-- Task to complete --
Convert everything below, from the line containing "Where can the black" down to the line containing "point(64, 26)", into a JSON list of strings with one string per line and no blank lines.

####################

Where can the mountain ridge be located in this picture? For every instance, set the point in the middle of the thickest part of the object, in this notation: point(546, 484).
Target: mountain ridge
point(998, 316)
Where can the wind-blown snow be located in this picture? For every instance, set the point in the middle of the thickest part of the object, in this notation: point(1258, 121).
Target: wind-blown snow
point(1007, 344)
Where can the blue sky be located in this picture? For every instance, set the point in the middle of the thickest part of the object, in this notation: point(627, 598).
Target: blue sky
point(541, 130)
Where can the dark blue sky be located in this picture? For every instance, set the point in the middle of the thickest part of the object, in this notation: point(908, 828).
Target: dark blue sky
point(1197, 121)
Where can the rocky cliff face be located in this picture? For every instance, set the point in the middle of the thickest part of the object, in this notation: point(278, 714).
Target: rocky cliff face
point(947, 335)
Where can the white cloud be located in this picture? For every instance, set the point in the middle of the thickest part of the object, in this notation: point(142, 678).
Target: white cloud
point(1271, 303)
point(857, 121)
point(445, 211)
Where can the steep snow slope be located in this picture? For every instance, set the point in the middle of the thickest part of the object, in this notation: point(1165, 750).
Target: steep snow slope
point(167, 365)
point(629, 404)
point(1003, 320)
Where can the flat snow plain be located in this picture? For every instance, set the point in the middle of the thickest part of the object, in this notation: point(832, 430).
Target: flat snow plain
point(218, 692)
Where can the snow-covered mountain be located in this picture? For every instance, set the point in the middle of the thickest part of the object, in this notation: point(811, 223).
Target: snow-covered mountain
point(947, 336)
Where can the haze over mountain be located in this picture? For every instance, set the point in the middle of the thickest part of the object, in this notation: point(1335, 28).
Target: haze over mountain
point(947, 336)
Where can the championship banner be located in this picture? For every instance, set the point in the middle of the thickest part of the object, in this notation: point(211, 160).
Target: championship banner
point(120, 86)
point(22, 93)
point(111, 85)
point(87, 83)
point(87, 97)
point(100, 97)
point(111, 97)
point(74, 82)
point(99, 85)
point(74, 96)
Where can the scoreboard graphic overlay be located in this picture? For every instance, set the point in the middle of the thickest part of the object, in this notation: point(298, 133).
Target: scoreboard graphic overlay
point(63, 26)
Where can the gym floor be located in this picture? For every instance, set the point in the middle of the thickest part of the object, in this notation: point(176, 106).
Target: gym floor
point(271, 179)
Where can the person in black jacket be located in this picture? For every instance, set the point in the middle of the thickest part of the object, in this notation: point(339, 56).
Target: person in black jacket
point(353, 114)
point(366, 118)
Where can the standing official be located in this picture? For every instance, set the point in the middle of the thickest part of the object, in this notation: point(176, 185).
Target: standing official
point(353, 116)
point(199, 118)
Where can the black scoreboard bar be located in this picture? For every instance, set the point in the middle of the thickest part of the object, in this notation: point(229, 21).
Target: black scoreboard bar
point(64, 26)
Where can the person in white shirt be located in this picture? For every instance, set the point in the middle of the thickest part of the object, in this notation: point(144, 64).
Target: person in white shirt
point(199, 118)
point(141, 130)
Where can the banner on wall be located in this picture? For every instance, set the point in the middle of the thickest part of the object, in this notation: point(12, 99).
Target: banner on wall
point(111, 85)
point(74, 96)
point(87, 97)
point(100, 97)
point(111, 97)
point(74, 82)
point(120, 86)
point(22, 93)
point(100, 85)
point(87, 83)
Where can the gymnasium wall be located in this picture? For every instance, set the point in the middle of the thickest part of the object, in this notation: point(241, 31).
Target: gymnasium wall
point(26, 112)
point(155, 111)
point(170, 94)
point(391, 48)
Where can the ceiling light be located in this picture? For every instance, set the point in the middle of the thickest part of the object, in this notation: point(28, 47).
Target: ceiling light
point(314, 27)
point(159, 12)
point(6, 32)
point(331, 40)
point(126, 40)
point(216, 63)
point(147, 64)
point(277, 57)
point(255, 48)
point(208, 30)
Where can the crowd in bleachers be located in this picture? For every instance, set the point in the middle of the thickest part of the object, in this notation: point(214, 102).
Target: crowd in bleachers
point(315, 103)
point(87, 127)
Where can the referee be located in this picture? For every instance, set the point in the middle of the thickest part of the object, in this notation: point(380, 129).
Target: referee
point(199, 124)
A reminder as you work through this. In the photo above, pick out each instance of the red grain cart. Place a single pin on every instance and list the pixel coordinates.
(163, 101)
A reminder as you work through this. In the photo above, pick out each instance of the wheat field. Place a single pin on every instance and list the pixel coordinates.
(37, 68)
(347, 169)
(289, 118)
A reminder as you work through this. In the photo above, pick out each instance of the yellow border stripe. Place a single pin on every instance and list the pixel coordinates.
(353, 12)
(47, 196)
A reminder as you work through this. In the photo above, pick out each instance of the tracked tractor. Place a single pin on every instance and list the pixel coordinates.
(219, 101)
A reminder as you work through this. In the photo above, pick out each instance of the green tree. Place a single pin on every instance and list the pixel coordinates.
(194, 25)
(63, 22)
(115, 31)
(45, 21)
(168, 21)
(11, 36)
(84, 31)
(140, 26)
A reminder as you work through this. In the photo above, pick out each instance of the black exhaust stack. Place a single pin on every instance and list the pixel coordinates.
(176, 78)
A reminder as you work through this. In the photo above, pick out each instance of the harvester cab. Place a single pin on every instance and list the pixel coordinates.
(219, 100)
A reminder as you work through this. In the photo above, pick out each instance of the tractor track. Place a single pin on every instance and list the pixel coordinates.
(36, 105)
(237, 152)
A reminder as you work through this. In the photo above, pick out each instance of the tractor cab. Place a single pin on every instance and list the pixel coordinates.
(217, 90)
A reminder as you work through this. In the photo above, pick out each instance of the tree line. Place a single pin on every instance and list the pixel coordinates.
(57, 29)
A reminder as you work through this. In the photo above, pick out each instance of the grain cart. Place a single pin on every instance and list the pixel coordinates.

####################

-- Result of the exercise --
[
  "Where can the black scoreboard bar be located in this picture? For every instance, set the point in the middle of the thickest part of the object, in this notation: point(229, 21).",
  "Target: black scoreboard bar",
  "point(64, 26)"
]